- **Extracted text**:

== Mate and paternity choice ==
Many studies have been done on how southern blue-ringed octopuses choose their mates and if females can choose the sperm used to fertilize her eggs (Morse et al., 2018). Researchers have been interested in this topic specifically because the female can only reproduce once in her lifetime and because she can store the sperm of her many mates (Oceana). Researchers have hypothesized that there may be cryptic female choice or sperm competition (Morse et al., 2018). In the paper, Mating Behavior and Postcopulatory Fertilization Patterns in the Southern Blue-Ringed Octopus Hapalochlaena Maculosa, the authors study did not find that females choose the male sperm that will fertilize their eggs, though the "male that obtained less paternity than expected was in fact the female's full-sibling brother (Morse et al.)." Although this study did not find female selection of sperm, a separate study did find that females are picky about who they mate with. In the paper, Nocturnal Mating Behaviour and Dynamic Male Investment of Copulation Time in the Southern Blue-Ringed octopus, Hapalochlaena Maculosa (Cephalopoda: Octopodidae), Morse et al., found that females were more willing to mate with males that were larger and males that were larger attempted to mate more than smaller males. The same study also found that males would spend less time mating with females that they had already mated with.

== Venom ==
What makes this octopus famous is its venom. Salivary glands of the southern blue-ringed octopus produce the deadly neurotoxin, maculotoxin. The neurotoxin, tetrodotoxin (TTX), is secreted in the posterior salivary gland, which is located in the intestinal blood system of the octopus. This may provide the toxin into its bloodstream. The toxin has also been found in the eggs of this octopus. The method of poisoning is still not fully understood, but it is assumed that H. maculosa either injects the toxin into the water surrounding their prey through their saliva mixed with the toxin, or they directly bite their prey or predator with the beak-like mouth. Without immediate medical attention a bite is often fatal to humans. Various references in popular culture depict the southern blue-ringed octopus as a nefarious seadevil lying in wait to attack humans with its deadly toxins. In actuality, the venom is primarily used in hunting or for defense. There are no reported cases of unprovoked aggression towards humans. No antivenom exists.

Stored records
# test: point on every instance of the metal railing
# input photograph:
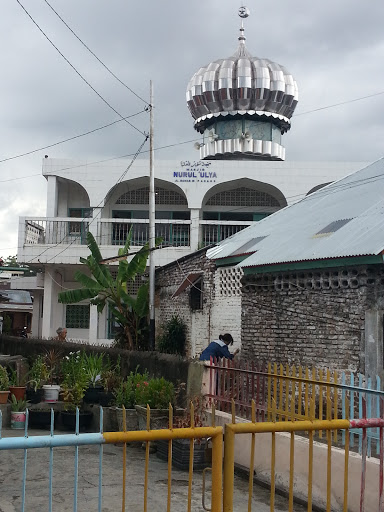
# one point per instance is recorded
(76, 440)
(56, 231)
(215, 231)
(310, 426)
(292, 389)
(174, 233)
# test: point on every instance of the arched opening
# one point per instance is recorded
(129, 202)
(235, 205)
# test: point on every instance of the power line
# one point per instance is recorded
(84, 218)
(339, 104)
(76, 71)
(96, 57)
(70, 138)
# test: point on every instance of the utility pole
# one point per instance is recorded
(152, 227)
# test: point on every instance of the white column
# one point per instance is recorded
(93, 324)
(48, 313)
(52, 195)
(195, 229)
(94, 226)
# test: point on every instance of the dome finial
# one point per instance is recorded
(243, 12)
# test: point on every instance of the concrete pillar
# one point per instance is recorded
(94, 226)
(50, 297)
(195, 229)
(373, 342)
(52, 196)
(93, 324)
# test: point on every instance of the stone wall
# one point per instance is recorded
(313, 318)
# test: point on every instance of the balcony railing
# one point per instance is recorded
(57, 231)
(174, 233)
(216, 231)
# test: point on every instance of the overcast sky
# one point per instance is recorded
(334, 49)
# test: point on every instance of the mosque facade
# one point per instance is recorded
(242, 106)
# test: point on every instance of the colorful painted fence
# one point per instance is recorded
(52, 472)
(292, 389)
(350, 493)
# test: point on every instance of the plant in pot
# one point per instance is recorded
(38, 375)
(74, 384)
(94, 366)
(125, 400)
(158, 393)
(18, 412)
(4, 385)
(195, 416)
(51, 390)
(16, 385)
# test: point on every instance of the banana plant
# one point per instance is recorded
(130, 313)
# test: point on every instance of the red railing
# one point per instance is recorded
(229, 380)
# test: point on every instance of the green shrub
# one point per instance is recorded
(4, 379)
(173, 338)
(125, 394)
(157, 393)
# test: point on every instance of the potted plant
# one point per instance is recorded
(4, 385)
(158, 393)
(18, 412)
(125, 396)
(75, 382)
(15, 385)
(51, 391)
(94, 365)
(181, 447)
(38, 376)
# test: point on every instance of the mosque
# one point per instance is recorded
(242, 106)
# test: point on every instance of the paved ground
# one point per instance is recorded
(11, 464)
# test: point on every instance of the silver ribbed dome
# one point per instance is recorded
(240, 85)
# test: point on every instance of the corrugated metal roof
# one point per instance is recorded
(290, 233)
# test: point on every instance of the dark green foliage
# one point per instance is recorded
(173, 338)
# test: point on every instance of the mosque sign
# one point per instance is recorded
(195, 172)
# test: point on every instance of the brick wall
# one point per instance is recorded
(312, 318)
(221, 301)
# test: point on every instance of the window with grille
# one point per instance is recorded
(196, 295)
(77, 316)
(162, 196)
(242, 196)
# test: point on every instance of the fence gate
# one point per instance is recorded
(49, 479)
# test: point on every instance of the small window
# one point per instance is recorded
(196, 295)
(77, 316)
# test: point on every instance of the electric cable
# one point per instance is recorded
(96, 57)
(76, 70)
(67, 140)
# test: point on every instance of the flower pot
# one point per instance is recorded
(68, 420)
(34, 397)
(18, 419)
(51, 392)
(181, 452)
(92, 394)
(18, 391)
(131, 419)
(41, 418)
(4, 397)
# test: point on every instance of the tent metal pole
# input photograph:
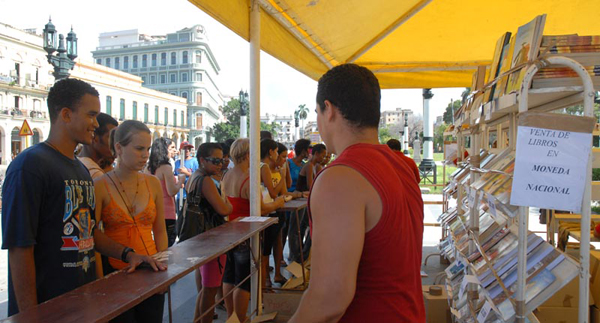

- **About this task**: Give a two-sentence summary of the text on the southern blue-ringed octopus.

- **Written answer**: Studies of the southern blue-ringed octopus found no sign that females, who can reproduce only once and can store sperm from many mates, choose which sperm fertilizes their eggs, though they were more willing to mate with larger males. The octopus's salivary glands produce a deadly neurotoxin used mainly for hunting or defense, and without immediate medical attention a bite is often fatal to humans, with no antivenom in existence.